__Exercise instructions__:
Pick out and copy every line that contains the word "parked". Case counts.

__Data excerpts__:
(begin)

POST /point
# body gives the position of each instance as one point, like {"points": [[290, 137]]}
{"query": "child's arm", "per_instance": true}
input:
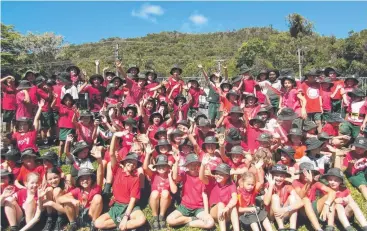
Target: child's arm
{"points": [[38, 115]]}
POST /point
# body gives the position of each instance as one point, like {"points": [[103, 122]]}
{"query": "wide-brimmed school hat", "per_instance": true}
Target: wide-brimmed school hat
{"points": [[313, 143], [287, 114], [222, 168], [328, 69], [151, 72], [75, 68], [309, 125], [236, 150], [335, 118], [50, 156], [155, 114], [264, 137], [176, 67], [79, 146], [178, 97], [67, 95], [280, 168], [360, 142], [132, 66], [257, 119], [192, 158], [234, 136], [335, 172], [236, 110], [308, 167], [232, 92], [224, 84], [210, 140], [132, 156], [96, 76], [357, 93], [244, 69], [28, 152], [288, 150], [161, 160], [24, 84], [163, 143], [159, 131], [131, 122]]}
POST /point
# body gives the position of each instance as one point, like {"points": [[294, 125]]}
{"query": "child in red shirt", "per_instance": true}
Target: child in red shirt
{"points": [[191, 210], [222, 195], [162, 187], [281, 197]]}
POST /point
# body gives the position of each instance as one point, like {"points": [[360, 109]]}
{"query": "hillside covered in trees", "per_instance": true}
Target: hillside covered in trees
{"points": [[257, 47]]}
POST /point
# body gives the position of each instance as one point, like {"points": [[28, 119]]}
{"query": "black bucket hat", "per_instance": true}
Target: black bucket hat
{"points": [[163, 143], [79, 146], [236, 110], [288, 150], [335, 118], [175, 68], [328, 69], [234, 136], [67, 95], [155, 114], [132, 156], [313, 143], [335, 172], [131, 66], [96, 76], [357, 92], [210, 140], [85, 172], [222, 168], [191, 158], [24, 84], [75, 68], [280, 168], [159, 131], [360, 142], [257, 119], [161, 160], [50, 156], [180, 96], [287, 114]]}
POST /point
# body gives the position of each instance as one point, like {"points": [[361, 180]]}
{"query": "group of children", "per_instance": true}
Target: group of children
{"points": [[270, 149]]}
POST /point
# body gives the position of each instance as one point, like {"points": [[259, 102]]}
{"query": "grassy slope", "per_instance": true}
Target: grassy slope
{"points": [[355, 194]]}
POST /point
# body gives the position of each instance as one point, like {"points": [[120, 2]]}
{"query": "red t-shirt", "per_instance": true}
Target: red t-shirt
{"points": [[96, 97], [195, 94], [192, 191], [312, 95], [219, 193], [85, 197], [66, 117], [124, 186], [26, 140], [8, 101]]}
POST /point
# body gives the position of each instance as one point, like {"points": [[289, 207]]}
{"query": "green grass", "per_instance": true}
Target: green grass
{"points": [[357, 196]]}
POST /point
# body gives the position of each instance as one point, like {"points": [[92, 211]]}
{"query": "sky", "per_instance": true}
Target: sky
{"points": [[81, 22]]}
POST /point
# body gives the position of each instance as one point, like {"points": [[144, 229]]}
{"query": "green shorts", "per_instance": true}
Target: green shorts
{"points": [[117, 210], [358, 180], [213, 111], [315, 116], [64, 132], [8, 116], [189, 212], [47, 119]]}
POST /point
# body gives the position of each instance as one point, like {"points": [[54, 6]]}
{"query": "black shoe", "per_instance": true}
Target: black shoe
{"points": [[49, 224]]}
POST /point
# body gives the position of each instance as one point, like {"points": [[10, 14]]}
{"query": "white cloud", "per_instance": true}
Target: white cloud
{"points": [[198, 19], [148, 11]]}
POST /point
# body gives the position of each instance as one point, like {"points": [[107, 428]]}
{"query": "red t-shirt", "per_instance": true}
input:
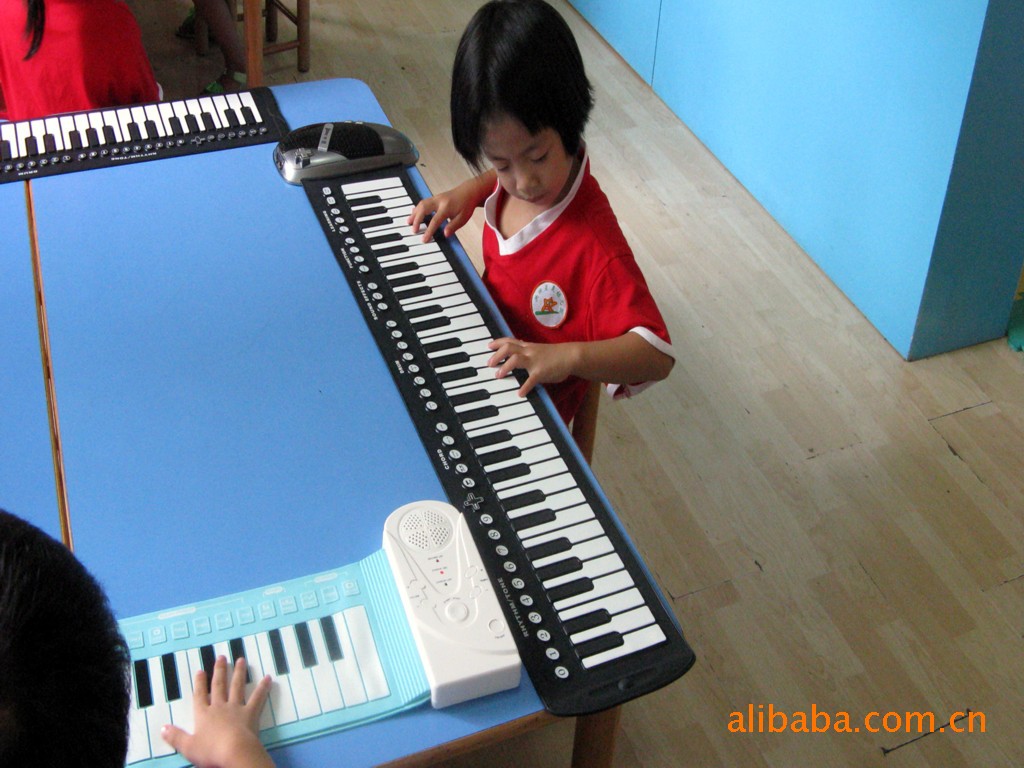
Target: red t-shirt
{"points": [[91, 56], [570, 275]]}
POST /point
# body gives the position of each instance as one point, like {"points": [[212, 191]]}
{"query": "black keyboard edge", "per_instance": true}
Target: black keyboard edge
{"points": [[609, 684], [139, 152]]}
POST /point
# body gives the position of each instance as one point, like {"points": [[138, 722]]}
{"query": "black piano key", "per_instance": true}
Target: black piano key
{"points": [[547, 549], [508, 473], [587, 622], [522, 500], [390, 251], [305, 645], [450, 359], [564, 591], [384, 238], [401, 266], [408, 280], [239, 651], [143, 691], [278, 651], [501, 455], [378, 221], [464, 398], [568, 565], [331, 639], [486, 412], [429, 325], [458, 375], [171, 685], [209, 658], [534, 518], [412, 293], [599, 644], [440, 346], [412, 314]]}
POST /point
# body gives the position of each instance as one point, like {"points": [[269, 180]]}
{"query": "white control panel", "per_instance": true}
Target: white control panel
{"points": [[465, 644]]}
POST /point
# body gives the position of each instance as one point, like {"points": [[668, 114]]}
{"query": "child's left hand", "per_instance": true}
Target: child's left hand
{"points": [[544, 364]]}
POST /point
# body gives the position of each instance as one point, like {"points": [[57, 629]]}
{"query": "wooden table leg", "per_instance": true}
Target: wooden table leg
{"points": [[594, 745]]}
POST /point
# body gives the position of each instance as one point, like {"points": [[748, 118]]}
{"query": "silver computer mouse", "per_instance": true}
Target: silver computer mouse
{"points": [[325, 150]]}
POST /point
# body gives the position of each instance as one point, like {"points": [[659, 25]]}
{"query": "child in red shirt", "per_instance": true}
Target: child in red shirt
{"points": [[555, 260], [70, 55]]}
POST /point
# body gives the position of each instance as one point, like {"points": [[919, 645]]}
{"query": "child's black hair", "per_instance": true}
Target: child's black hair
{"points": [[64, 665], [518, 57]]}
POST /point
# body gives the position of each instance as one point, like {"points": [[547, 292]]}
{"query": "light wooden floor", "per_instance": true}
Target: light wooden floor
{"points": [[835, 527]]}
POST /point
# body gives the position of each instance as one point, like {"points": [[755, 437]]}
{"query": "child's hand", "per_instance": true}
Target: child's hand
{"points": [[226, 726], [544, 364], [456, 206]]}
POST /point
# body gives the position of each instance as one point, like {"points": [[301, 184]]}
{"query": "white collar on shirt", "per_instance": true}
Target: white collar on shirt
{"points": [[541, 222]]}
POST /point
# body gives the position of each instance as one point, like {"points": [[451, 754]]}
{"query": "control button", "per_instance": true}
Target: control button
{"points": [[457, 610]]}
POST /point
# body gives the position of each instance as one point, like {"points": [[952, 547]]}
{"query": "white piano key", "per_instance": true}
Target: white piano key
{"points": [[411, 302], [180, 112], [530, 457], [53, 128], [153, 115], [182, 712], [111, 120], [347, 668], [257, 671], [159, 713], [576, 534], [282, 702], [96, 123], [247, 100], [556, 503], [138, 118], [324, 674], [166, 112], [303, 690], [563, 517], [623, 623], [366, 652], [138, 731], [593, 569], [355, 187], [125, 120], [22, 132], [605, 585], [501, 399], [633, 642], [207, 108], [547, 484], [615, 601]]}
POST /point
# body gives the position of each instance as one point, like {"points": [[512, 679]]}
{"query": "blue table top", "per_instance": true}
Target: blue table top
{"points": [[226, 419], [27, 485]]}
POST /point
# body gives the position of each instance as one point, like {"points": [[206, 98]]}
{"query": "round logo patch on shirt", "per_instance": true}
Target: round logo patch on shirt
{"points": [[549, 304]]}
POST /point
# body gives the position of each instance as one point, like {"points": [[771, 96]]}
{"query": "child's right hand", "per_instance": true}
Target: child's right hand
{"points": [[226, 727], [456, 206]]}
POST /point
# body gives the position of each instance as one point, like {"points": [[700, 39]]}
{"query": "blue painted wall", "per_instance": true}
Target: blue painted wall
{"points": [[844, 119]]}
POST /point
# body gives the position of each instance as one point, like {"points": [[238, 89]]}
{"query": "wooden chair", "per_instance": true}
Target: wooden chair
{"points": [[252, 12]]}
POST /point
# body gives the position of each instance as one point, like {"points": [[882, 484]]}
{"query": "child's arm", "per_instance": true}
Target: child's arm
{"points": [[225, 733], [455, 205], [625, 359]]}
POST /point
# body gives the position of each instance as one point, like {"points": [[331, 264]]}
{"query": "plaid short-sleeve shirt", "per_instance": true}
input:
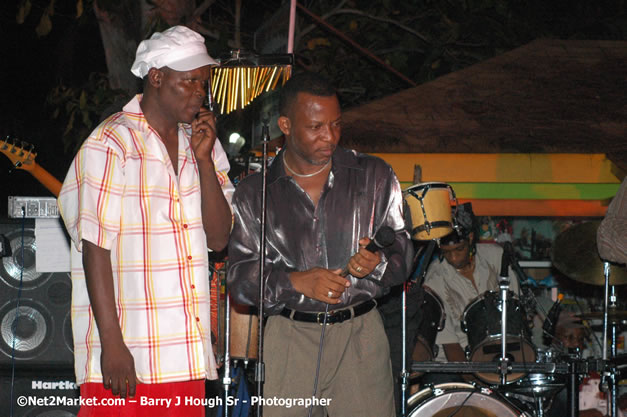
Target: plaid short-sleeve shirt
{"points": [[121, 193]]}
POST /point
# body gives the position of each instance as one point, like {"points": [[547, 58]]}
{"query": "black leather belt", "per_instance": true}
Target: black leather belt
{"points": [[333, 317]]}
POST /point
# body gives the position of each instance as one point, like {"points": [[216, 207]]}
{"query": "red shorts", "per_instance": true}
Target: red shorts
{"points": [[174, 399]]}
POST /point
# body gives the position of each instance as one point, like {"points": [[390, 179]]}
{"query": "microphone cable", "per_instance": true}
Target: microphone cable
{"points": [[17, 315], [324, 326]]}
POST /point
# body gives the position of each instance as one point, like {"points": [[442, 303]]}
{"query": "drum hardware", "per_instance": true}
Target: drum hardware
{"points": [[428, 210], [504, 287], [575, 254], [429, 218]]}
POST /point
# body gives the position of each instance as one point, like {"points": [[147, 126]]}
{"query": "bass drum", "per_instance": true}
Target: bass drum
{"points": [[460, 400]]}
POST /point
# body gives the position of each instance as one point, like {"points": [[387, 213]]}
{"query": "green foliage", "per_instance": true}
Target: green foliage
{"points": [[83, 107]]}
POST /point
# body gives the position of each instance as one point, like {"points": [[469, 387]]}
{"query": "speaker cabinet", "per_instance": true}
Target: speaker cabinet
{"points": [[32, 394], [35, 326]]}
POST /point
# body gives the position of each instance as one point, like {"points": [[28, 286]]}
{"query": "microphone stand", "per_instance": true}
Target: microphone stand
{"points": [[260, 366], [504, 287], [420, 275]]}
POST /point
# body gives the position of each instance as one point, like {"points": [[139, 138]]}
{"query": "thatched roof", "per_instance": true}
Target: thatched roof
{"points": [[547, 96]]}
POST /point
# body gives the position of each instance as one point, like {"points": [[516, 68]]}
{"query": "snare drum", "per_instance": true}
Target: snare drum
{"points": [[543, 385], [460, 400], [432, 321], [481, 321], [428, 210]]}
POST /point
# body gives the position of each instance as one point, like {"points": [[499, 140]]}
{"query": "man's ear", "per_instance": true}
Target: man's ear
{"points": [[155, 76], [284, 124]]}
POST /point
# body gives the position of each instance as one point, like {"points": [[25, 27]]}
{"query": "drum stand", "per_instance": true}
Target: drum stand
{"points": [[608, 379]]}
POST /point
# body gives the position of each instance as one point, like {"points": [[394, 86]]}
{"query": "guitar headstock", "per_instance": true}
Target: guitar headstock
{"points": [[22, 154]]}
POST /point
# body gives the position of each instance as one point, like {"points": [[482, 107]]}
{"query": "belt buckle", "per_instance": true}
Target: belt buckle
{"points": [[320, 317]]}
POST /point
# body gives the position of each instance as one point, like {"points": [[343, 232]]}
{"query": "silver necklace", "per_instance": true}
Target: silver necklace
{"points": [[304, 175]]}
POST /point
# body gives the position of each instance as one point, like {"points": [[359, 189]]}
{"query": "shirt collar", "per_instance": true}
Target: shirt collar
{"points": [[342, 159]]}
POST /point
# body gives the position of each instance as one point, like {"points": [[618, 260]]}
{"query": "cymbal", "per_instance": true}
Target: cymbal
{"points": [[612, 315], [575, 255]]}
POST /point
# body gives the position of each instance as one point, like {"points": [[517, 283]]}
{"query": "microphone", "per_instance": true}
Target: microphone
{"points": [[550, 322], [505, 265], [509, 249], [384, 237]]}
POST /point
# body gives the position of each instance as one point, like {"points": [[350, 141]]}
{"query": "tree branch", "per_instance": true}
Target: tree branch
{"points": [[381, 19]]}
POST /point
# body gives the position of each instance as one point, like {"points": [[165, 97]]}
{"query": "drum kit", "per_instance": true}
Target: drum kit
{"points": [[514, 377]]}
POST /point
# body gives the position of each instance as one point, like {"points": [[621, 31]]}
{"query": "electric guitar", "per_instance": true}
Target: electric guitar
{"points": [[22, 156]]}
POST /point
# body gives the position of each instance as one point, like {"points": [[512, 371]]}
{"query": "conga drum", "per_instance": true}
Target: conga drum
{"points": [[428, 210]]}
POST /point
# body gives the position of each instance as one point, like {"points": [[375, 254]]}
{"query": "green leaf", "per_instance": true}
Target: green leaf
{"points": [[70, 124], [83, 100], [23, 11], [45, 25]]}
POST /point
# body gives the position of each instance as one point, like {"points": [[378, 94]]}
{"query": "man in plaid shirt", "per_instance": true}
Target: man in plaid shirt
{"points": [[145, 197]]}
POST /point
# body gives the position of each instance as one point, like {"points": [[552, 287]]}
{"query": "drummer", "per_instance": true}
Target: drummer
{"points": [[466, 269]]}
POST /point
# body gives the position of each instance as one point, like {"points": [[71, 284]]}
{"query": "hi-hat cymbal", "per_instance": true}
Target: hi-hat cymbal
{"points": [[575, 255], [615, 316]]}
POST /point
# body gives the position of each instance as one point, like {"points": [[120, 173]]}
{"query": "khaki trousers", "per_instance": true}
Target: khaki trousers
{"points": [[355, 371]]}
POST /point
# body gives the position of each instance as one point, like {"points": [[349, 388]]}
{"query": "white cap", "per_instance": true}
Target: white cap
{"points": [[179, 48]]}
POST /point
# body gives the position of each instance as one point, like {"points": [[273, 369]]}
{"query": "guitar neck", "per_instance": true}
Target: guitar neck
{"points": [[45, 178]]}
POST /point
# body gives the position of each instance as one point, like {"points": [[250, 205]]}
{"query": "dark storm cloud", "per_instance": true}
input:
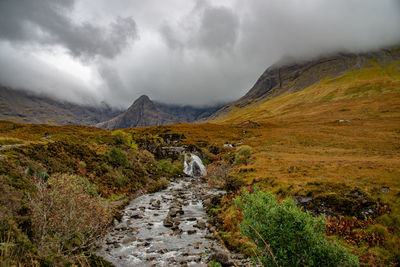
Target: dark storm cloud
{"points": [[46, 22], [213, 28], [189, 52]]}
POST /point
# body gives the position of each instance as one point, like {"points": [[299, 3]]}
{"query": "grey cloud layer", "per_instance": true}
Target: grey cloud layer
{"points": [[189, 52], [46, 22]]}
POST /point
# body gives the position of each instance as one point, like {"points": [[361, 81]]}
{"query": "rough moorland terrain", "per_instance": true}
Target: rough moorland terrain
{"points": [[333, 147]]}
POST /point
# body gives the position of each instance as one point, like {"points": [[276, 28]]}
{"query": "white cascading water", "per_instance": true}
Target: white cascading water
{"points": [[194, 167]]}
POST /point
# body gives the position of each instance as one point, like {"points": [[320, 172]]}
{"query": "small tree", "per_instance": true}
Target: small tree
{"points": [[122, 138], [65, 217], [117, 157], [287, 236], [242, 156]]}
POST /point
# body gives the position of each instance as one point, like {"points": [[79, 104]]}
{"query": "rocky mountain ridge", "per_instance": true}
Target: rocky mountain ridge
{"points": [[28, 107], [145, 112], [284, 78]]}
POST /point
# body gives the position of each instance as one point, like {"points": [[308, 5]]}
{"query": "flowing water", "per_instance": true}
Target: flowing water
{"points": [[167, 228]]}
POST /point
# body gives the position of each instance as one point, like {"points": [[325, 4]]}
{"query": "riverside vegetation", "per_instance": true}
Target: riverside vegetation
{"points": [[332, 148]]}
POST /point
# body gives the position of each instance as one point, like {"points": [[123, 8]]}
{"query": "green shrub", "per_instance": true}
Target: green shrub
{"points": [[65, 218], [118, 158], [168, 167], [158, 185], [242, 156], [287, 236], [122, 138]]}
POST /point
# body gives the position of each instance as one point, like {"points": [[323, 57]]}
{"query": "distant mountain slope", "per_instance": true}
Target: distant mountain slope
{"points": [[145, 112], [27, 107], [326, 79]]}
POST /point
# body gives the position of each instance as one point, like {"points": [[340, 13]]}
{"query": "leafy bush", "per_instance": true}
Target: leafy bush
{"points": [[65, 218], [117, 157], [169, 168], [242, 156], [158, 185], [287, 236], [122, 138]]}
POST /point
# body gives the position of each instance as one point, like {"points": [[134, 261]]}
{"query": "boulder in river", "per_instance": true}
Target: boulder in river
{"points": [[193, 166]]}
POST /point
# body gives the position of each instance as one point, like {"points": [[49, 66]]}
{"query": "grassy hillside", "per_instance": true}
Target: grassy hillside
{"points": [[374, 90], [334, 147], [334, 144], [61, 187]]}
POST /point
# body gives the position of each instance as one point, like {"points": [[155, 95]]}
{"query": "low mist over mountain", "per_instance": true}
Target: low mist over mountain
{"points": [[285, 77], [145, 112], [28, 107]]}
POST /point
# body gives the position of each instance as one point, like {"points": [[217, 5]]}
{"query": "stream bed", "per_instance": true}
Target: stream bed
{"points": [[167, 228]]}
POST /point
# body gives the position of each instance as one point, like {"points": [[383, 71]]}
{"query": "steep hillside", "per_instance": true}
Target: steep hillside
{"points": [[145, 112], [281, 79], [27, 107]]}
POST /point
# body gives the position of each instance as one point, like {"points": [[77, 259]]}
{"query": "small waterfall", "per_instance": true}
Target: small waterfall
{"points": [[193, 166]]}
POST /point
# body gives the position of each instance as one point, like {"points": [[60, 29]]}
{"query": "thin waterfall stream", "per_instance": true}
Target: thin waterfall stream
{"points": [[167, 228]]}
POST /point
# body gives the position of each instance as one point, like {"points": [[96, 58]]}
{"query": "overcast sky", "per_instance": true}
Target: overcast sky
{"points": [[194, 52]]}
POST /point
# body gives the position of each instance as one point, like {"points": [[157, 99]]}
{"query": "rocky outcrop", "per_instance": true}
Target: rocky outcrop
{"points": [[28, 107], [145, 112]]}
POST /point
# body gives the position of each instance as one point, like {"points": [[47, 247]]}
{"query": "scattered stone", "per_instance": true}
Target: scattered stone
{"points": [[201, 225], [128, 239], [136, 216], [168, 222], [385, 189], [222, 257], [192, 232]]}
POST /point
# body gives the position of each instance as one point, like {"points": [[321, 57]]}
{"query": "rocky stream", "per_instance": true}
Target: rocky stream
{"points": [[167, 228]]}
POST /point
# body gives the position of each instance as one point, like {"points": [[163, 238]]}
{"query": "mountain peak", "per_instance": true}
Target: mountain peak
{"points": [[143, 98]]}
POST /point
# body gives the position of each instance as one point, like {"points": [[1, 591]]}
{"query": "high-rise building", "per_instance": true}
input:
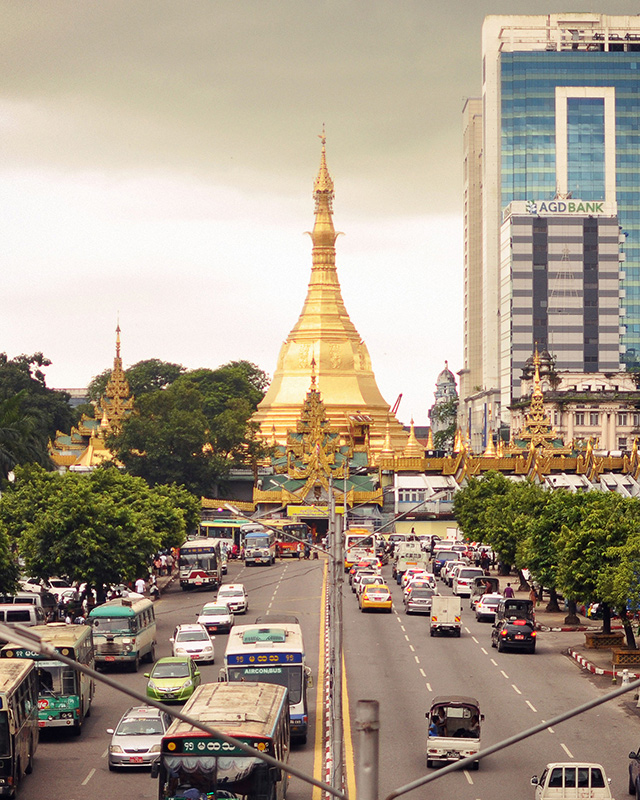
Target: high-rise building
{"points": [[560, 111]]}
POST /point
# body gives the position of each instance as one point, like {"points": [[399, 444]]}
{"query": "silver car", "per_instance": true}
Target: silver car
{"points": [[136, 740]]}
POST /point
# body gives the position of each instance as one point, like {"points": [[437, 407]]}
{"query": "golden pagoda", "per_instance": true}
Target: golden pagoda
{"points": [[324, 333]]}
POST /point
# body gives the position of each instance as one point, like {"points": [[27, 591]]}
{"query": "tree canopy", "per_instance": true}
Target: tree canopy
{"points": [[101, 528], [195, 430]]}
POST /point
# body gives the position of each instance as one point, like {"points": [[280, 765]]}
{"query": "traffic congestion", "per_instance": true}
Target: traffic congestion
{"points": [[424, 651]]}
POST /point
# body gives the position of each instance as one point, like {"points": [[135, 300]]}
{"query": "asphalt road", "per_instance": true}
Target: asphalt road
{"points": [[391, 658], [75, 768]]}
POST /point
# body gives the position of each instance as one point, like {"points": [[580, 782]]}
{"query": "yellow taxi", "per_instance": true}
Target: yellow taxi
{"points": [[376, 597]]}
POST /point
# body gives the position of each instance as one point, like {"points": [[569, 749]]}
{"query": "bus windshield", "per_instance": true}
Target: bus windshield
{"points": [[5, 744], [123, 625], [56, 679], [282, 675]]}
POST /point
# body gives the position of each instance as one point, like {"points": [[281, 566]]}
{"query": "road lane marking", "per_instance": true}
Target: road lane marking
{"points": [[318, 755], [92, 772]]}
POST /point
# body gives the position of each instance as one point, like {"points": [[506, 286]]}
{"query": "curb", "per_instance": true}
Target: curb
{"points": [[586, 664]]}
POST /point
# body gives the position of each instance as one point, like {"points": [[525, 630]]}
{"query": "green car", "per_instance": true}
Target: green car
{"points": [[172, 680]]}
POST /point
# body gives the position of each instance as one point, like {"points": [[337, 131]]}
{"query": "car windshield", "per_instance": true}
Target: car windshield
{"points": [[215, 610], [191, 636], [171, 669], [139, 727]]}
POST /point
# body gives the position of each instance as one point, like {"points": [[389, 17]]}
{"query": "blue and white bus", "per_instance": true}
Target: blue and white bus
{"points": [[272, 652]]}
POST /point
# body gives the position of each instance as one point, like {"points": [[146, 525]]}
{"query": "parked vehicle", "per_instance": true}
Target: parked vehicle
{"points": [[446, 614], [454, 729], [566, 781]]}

(end)

__Task answer__:
{"query": "parked vehicle", "per_instance": true}
Target: parked vehicle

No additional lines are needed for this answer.